■ AIM OF THE TASK
Return only what lies between the first line of the entries and the line containing "locate: exposed tree", both lines included.

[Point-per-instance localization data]
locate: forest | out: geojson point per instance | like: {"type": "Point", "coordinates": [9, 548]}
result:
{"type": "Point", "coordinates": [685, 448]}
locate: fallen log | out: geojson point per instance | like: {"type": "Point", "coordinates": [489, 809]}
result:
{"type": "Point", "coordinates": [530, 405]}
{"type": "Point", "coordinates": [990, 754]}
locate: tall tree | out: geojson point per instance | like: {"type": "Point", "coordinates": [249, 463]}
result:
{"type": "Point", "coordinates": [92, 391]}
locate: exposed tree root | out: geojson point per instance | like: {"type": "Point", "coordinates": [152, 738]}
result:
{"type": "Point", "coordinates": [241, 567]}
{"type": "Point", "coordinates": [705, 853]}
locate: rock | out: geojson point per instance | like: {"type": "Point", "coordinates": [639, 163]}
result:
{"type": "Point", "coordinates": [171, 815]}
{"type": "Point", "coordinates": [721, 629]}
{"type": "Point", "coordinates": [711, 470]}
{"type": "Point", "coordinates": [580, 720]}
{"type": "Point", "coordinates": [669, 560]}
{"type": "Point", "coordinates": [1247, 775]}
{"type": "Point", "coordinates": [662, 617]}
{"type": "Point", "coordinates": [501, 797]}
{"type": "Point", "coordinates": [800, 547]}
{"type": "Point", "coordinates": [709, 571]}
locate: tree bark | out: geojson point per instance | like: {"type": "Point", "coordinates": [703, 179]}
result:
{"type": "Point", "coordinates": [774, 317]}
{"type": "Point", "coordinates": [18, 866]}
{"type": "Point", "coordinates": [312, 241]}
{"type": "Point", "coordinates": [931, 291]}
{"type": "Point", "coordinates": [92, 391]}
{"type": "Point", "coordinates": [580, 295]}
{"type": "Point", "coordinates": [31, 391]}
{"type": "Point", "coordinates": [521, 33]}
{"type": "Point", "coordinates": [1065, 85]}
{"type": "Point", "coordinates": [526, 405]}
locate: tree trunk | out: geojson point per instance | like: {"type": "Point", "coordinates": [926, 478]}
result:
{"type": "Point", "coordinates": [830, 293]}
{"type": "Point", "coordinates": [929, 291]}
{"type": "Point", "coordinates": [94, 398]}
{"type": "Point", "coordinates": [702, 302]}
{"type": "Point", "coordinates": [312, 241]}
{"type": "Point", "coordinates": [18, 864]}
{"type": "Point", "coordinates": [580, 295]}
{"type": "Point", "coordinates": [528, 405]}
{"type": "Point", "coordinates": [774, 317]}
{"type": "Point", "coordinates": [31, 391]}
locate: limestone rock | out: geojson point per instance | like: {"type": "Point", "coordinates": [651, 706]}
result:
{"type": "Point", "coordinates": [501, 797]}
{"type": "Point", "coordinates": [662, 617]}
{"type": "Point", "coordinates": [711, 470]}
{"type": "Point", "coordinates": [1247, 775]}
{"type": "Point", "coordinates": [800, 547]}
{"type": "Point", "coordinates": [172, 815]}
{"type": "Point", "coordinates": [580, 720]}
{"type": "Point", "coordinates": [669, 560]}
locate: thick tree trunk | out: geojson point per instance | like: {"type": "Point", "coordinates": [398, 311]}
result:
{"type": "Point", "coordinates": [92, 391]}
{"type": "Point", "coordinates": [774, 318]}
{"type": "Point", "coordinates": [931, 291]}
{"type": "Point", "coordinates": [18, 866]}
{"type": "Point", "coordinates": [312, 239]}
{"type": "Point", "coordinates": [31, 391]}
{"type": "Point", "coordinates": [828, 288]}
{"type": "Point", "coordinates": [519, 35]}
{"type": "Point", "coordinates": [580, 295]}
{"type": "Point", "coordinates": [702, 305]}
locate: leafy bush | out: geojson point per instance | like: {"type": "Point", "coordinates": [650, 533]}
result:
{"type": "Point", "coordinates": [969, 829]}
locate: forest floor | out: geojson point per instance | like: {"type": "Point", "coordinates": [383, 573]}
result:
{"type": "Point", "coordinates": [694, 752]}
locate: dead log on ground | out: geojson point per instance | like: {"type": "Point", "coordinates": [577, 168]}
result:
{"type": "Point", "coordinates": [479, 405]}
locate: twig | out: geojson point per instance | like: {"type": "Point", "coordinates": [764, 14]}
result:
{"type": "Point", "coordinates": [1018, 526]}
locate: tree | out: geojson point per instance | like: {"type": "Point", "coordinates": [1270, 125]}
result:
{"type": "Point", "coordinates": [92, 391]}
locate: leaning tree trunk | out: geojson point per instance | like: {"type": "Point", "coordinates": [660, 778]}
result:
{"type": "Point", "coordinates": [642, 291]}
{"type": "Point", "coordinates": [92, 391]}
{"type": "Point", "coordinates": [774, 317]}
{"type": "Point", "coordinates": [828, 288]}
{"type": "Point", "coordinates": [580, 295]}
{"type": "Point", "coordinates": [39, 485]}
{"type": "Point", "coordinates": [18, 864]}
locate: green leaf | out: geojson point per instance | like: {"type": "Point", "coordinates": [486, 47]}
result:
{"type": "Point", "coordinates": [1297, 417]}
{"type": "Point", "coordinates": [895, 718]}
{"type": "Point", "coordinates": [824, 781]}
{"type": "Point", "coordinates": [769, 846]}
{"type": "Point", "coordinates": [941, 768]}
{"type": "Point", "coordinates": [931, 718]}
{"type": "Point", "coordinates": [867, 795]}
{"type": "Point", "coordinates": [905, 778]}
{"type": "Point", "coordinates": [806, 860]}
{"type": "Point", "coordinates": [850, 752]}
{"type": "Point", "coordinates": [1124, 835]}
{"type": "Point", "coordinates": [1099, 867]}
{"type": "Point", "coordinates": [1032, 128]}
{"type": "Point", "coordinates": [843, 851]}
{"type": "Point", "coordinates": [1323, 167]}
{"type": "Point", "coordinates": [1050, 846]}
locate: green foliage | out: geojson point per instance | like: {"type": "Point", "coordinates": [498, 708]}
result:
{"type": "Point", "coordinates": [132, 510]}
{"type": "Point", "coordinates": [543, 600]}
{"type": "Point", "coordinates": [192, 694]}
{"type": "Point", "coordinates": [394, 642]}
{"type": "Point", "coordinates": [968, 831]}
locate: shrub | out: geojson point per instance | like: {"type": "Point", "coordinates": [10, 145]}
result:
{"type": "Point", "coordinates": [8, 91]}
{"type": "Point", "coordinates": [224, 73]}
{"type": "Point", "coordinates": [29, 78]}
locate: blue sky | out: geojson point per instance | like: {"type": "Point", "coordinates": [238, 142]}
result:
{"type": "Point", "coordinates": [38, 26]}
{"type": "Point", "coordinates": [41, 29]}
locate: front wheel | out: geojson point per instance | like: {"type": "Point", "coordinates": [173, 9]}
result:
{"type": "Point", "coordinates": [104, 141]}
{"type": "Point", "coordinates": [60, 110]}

■ ANSWER TO THIS TASK
locate: forest | out: geojson point per instance | like: {"type": "Point", "coordinates": [9, 548]}
result:
{"type": "Point", "coordinates": [685, 448]}
locate: fallen log | out: geojson point per instance | like: {"type": "Point", "coordinates": [489, 809]}
result:
{"type": "Point", "coordinates": [530, 405]}
{"type": "Point", "coordinates": [990, 754]}
locate: tall tree | out: geojson point per instance | like: {"type": "Point", "coordinates": [249, 463]}
result:
{"type": "Point", "coordinates": [92, 391]}
locate: exposed tree root | out: geojson point per instance | like: {"type": "Point", "coordinates": [152, 738]}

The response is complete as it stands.